◆ **Written request 1**: Extract every line of the listing below that contains the string "black", treating uppercase and lowercase letters as distinct.

RJ
RJ12mo ago

`"ExpiredInQueue"`, `"Too many concurrent requests…"`

I'm receiving the following error in one of my actions, and am having trouble understanding why.
{"code":"ExpiredInQueue","message":"Too many concurrent requests, backoff and try again."}
{"code":"ExpiredInQueue","message":"Too many concurrent requests, backoff and try again."}
This is occurring in an action (called extractProductListings) which is doing a few different things, including executing http requests, mutations and queries, but it is limited to performing only a max of 10 of these concurrently. However, extractProductListings is being executed by another action, which is executing extractProductListings many times concurrently. These all comprise a scraping script, which is intended to perform a lot of computation (web requests, queries, and mutations) simultaneously in a short period of time. I've tried to be mindful of conforming to the limits described here (https://docs.convex.dev/functions/actions#limits), and believe I am conforming to them, so I'm wondering if there could be some constraints not described in the docs that I'm running into. Is it the case, for example, that there are global concurrency limits (per Convex account) which I'm encountering? Or perhaps there's something else I might not be considering?
16 Replies
ian
ian12mo ago
Sorry you’re running into this- I’m curious what the parallelism is when this happens? We’re working on a scaling feature which will help with this as we speak. Right now one way to make actions scale faster is to make them node actions with “use node” I believe there are still global per-backend concurrency limits for the convex environment. This will get fanned out via a project we internally call “fun run”
RJ
RJOP12mo ago
I was observing this with no more than 100 actions running in parallel at once. Is that too many? And I was already using Node for reasons of library support 🤔 By reducing that number to 50, I no longer observe this error Actually, I'm not sure that everything is peachy if I reduce the number of simultaneous actions to 50 max (I'm now observing occasional Uncaught errors with no additional details)
Michal Srb
Michal Srb12mo ago
Do you need to have so many concurrent actions? Can you break them down via the scheduler?
RJ
RJOP12mo ago
I do, or I need at least some large number. I moved a script which I was running locally to Convex in hopes of better performance (I specifically needed more parallelism). I'm trying to execute lots of web requests simultaneously--locally, this script would take around 3 hours per execution, and I need to run it many times.

◆ **Record set**:
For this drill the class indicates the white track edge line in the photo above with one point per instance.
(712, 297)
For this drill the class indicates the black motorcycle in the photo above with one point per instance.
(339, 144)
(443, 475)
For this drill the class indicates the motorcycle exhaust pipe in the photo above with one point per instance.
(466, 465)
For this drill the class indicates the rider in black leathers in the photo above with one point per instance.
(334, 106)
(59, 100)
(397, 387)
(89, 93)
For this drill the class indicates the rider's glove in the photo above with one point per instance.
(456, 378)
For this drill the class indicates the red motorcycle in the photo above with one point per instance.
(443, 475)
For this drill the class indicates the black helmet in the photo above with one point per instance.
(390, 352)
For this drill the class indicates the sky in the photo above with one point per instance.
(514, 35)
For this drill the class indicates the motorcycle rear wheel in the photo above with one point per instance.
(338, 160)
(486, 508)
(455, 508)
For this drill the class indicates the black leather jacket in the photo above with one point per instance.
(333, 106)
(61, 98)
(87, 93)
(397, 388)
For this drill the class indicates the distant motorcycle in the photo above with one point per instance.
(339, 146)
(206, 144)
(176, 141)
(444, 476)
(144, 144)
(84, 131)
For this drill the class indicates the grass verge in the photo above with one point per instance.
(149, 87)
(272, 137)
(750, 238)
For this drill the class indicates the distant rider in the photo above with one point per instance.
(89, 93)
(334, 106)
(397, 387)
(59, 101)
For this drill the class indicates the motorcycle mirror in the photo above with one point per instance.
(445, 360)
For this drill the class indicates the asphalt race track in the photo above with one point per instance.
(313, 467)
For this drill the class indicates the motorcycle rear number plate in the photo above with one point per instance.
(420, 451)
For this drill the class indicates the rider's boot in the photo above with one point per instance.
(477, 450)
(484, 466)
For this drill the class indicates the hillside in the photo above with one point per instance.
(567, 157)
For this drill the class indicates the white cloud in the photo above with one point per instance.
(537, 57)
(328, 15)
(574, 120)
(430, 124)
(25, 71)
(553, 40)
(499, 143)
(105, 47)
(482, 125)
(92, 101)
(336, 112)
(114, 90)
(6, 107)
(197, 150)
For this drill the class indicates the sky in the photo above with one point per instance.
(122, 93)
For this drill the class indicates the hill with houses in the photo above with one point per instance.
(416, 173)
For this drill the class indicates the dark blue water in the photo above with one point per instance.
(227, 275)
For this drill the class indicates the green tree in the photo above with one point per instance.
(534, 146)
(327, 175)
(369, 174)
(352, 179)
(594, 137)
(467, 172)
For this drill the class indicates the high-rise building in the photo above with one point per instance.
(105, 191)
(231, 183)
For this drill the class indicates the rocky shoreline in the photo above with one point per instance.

◆ **Written request 2**:
Answer these questions from the forum thread above:
(a) What is the name of the action in which the error occurs?
(b) At most how many actions were running in parallel when the error was observed?
(c) How long did the script take per execution when run locally?

◆ **Full response 1**:
For this drill the class indicates the black motorcycle in the photo above with one point per instance.
For this drill the class indicates the rider in black leathers in the photo above with one point per instance.
For this drill the class indicates the black helmet in the photo above with one point per instance.
For this drill the class indicates the black leather jacket in the photo above with one point per instance.

◆ **Full response 2**:
(a) extractProductListings
(b) No more than 100
(c) Around 3 hours